# EXERCISE PROMPT:
Update the stretch from the line containing "tablet computer, locate" through the line containing "[[113, 395]]" by changing "plaid" to "checked" throughout. Return only those lines, otherwise unchanged.

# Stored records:
* * * *

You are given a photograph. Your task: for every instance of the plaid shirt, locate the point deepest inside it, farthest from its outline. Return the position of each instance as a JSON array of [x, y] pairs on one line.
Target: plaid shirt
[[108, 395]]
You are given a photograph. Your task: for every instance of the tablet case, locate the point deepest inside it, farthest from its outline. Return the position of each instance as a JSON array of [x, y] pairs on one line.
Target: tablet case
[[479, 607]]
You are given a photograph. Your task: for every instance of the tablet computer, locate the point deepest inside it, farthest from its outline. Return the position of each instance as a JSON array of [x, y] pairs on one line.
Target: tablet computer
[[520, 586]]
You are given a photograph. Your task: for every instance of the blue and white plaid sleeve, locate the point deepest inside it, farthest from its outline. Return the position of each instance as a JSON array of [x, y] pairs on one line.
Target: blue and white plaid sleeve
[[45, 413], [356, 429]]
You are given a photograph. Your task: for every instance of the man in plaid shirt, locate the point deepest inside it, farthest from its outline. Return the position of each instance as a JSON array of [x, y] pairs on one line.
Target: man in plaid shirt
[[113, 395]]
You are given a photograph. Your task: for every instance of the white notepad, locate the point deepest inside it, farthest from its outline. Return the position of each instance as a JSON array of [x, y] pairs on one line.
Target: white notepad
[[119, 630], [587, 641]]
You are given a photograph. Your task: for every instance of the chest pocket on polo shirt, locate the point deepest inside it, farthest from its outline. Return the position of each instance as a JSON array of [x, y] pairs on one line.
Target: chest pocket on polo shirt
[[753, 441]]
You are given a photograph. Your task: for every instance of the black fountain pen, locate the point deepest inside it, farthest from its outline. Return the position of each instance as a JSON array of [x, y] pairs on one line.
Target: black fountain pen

* * * *

# TASK SOLUTION:
You are given a photograph. Your task: for every instance of the tablet computer, locate the point deepest inside it, farthest from its outline. Return the position of each instance as a JSON array of [x, y] pairs on one line.
Target: tablet computer
[[520, 586]]
You are given a photograph. Your task: for every instance of the blue and white checked sleeve, locate the point deepest inside it, farthest from its outline. Return the position of each instance as a JSON array of [x, y] pairs on one line.
Target: blue and white checked sleeve
[[45, 413], [356, 429]]
You are given a photograph. Your task: for every instance of the man in checked shirt, locate the point deepest inside it, farthest from its outline. Return the position of each instance as a JSON array of [x, y] pairs on one line.
Target: man in checked shirt
[[113, 395]]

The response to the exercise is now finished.